> _Extracted entries_
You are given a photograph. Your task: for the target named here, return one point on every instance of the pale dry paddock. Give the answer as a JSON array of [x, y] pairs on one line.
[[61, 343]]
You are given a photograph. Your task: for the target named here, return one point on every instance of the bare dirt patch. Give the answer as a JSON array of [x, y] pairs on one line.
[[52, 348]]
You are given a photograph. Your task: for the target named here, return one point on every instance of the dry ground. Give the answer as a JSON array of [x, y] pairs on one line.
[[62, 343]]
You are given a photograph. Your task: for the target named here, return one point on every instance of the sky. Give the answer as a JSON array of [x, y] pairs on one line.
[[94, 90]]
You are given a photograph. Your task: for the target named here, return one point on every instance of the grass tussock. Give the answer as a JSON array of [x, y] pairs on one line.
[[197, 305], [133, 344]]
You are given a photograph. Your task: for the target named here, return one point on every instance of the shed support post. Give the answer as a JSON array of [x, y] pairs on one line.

...

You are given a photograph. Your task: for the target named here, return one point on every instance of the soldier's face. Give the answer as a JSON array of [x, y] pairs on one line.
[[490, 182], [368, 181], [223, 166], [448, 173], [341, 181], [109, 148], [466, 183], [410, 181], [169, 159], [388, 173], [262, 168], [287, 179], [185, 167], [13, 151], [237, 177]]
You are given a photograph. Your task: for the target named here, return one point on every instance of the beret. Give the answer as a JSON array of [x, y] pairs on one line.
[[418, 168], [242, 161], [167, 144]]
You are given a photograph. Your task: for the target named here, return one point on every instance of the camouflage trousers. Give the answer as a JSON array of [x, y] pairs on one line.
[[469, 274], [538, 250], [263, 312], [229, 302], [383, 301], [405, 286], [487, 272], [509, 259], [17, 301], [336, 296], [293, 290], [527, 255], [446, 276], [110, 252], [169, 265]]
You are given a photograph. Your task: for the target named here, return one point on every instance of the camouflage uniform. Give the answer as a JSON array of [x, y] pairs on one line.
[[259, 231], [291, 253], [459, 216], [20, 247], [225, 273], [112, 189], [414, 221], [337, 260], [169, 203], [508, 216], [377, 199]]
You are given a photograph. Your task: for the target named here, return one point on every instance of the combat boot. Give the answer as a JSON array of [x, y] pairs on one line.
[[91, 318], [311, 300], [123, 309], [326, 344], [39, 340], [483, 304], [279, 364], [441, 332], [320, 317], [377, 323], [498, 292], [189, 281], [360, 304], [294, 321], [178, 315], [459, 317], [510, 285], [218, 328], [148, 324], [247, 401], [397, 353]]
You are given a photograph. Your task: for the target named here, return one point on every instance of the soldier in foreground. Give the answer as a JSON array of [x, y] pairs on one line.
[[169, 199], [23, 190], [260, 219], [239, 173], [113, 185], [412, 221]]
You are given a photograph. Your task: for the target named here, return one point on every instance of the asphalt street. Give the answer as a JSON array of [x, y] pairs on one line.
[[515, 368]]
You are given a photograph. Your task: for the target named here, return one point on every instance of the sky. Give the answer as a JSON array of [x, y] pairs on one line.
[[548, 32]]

> _To do_
Using the records above, copy word for word the line with "of the pale", the line with "of the shed", and every line between them.

> _Solution for this exercise_
You are given a photograph. Your task: for the target named here, return one point on every instance of the pale dry paddock. Give the answer as a JSON array of [x, y] pairs on one line.
[[61, 343]]
You are given a photograph. Your task: for the target named here, return one point on every instance of the bare dirt patch. Give the answer as a JSON array of [x, y] pairs on one line.
[[52, 348]]
You are given a photograph. Your task: for the target named here, return one point on every instance of the dry ground. Give the answer as a JSON array of [x, y] pairs on one line.
[[62, 343]]
You are given a photograph. Your task: for the target named here, return one point on every instance of the sky. Give the answer as a JSON array of [x, y] pairs on one line.
[[94, 90]]
You are given a photograph. Your task: for the target named here, return one point on every instance of the grass tussock. Give the answer as a JSON array of [x, y] pairs on one line.
[[197, 305], [133, 344]]
You are given a photograph. Your task: for the target named here, return one point on every instance of the shed support post. Give the answer as a JSON array of [x, y] pairs on one line.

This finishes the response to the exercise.